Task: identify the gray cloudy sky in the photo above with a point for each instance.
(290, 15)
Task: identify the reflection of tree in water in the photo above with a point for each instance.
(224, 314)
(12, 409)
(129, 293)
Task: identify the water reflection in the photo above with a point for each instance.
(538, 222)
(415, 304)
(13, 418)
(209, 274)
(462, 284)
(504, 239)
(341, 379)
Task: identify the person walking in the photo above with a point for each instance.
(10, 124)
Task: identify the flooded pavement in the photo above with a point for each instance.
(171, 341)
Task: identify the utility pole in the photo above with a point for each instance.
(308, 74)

++++++++++++++++++++

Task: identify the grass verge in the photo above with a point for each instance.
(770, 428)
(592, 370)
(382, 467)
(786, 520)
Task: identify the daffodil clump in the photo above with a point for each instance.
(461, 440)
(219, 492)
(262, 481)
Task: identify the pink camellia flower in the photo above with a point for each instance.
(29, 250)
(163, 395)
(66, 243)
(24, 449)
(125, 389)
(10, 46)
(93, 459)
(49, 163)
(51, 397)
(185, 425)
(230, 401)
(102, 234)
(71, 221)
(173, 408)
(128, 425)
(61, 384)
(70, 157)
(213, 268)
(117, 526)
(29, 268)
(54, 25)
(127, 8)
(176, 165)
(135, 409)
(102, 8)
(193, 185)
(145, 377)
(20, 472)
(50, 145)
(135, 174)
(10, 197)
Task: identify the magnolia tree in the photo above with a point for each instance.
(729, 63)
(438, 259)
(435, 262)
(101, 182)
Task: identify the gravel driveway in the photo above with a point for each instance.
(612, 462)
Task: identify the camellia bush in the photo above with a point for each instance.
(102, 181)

++++++++++++++++++++

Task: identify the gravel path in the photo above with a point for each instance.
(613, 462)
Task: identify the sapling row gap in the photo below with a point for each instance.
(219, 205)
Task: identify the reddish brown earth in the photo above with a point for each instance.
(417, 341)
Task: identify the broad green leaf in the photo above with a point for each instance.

++++++++++++++++++++

■ **The request**
Reproduce the records from the line containing "Task: identify the sapling" up to and including the line containing "Task: identify the broad", keeping every line unchanged.

■ **The completed task**
Task: identify the sapling row gap in the photo below with a point for each instance.
(219, 205)
Task: identify the reddish brown earth in the photo above with a point for each instance.
(417, 341)
Task: identify the broad green leaf in the photo above with a point for each instance.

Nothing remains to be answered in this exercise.